=== Records for the task ===

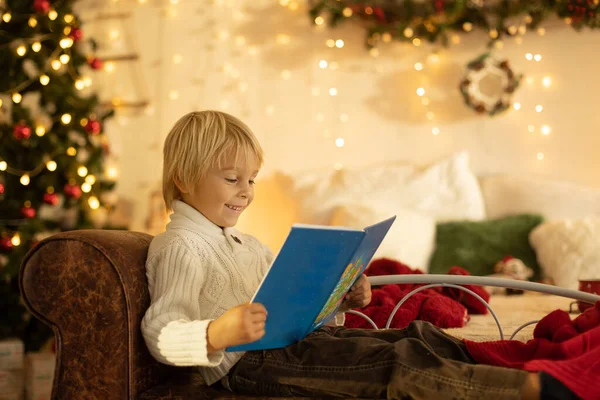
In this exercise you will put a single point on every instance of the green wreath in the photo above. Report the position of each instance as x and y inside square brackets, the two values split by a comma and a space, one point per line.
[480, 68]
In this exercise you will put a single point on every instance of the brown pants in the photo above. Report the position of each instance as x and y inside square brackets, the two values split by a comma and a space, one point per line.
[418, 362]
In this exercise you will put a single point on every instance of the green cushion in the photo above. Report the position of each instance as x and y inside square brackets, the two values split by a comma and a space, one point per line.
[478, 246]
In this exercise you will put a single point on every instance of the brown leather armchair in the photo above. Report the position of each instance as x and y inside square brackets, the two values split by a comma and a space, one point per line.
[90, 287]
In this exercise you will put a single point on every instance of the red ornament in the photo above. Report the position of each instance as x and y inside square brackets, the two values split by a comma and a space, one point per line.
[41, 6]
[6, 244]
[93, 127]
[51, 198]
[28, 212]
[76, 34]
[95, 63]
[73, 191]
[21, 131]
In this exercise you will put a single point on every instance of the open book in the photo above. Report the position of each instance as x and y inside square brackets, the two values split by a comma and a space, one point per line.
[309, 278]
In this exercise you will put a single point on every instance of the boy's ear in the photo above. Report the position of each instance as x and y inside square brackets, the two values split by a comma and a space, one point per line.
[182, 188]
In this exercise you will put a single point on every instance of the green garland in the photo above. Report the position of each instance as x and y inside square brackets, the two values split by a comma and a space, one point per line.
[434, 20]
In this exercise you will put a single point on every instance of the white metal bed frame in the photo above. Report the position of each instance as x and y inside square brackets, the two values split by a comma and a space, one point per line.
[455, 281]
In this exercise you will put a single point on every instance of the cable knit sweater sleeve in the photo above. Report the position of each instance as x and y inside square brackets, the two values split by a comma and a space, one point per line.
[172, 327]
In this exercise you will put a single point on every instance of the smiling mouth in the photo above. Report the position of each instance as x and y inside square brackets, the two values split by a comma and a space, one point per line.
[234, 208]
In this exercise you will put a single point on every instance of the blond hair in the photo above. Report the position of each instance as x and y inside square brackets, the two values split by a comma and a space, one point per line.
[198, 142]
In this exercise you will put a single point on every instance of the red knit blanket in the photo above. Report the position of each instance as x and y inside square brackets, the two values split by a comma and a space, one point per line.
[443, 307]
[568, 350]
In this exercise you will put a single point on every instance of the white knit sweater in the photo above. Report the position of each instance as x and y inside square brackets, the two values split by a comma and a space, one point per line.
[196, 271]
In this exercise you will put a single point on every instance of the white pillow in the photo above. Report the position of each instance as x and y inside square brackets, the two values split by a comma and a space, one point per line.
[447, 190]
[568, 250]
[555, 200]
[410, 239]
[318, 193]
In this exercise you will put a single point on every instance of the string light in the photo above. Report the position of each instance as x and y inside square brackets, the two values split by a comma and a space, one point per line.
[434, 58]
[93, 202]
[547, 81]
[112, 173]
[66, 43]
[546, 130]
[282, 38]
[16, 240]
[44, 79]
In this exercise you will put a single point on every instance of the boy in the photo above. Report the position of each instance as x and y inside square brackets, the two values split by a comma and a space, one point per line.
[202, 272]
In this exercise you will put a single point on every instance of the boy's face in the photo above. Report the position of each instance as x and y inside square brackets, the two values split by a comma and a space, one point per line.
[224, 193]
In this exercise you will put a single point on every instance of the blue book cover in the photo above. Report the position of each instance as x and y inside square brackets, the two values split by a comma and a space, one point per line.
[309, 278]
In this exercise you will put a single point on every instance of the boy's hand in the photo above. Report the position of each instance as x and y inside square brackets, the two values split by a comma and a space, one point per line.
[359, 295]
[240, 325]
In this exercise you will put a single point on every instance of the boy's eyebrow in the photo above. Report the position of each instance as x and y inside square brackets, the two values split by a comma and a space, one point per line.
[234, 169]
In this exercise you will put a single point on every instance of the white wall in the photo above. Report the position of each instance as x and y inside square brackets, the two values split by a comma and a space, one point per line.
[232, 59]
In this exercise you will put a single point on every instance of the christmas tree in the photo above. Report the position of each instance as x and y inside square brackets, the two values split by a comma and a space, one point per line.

===

Exercise instructions - Copy the listing above verbatim; the pictures it contains are to stay out.

Written answer -
In this exercise you will put a single point on every instance of the green wreath in the photo above. Report the position of each instance as x and y inside square brackets, the two values split by a comma and a space, one point per line.
[480, 68]
In this exercise you will put a single point on every instance of the brown pants in the photo above. Report the position of each instance as x and y inside square brackets, the two values split by a comma and a space, one point per line.
[418, 362]
In this exercise you will put a single point on every instance of the green cushion in the photo above. Report the position of each instance as x and y inside square brackets, the two values split by a comma and a space, one point per line.
[478, 246]
In this exercise you will put a single point on every instance of the brown leather armchair in the photo above. Report the position of each instance as x and y inside square brackets, the two values split by a comma and a space, one point per line.
[90, 287]
In this exercise you will put a single point on every instance of the red ornament in the photo above. Report the position of each instance as x and y inside square brackets, the two values split by a comma and a space, one point per line.
[41, 6]
[6, 244]
[93, 127]
[51, 198]
[28, 212]
[76, 34]
[95, 63]
[73, 191]
[21, 131]
In this exercise you will put a single point on every instance of the open book in the photo above. Report the position of each instance as x and y inside square brackets, the two values split by a comma and a space, one point per line.
[309, 278]
In this exercise you will put a single point on every instance of the boy's ear in the photo above. Report the position of each instance as x and y inside square brackets, the two values split by a comma and a space, one point per line.
[182, 188]
In this exercise you will put a single point on every instance of the green garland in the photo above. Report the position of each instance as x and y inside square brackets, the two values split by a comma and a space, one point per line.
[434, 20]
In this exercise you will put a single point on every instance of the white metal bed frame in the photo above. Report the position of each instance as x and y inside square brackets, the two values split by a comma and a space, one point per line.
[455, 281]
In this exercise you will put a single point on every instance of the cable knit sweater sleeve in the photo above. Report the position of each instance as x and y inside square brackets, the two values split by a comma and a space, one point per line.
[172, 327]
In this exercise you will put a single point on every instance of the smiling mouth in the photo above. Report the position of each instance as x and y inside square brackets, the two values split by a comma and a space, one point per line.
[234, 208]
In this exercise you will put a single point on every instance of the blond hair in the photo above. Report the position of each instance as x and y inside square brackets, the two values split by a comma and a space, one point per line.
[198, 142]
In this exercise you will put a single point on every instance of the red knit blanket in the photo above. Report the position of each instance as x and y inside square brackets, the two values split by a comma and a space, one point per line.
[443, 307]
[568, 350]
In this exercise you will put a single point on every instance of the white knit sweater in the photo above. Report the position of each instance as x and y inside square brackets, the two values split by a comma and a space, one point per line.
[196, 271]
In this exercise you will put a single point on every instance of the white pillow in the photo above. Report the position of each instance as x and y inside square brackets, the two values split by a comma and a space, one point per line.
[447, 190]
[568, 250]
[555, 200]
[410, 239]
[318, 193]
In this exercise you will put a single point on every instance of the string light in the photo above. Report the position of each instance as x and y inside square brackets, the two values split by a comma and a space, one point per line.
[434, 58]
[93, 202]
[547, 81]
[112, 173]
[66, 43]
[546, 130]
[282, 38]
[16, 240]
[44, 79]
In this exercise you will put a single point on every instance of the boy in the photo above. Report the position of each instance as x and y inside square brackets, the two values split by a comma and a space, one point per line.
[202, 272]
In this exercise you will put a single point on every instance of the boy's face in the photo above. Report the position of each instance as x and y inside square brackets, the two values split by a comma and a space, one point per line.
[224, 193]
In this exercise you will put a single point on every instance of the blue book cover in the photo above. Report the position of each instance as x and y inside square brackets, the two values split by a comma and a space, one point per line.
[309, 278]
In this exercise you will put a single point on every instance of the boy's hand in the photo above. Report the position of each instance as x and y inside square brackets, the two values split by a comma and a space, one point per line.
[359, 295]
[240, 325]
In this exercise you will put a single point on every instance of the boy's eyebrow in the photo above. Report the position of each instance as x and y inside square brackets, the two values split by a comma and a space, one point per line.
[234, 169]
In this exercise you will put a single point on every instance of the white wall in the photo above. Report the position of each instance as x and y inside square brackets, the two values split by a comma and a space, one point per line.
[232, 59]
In this exercise you will put a single point on every instance of the christmas tree in the photo above. Report the position of each instance as x and y inside square brackets, the two values split by a comma and a space, one point per line.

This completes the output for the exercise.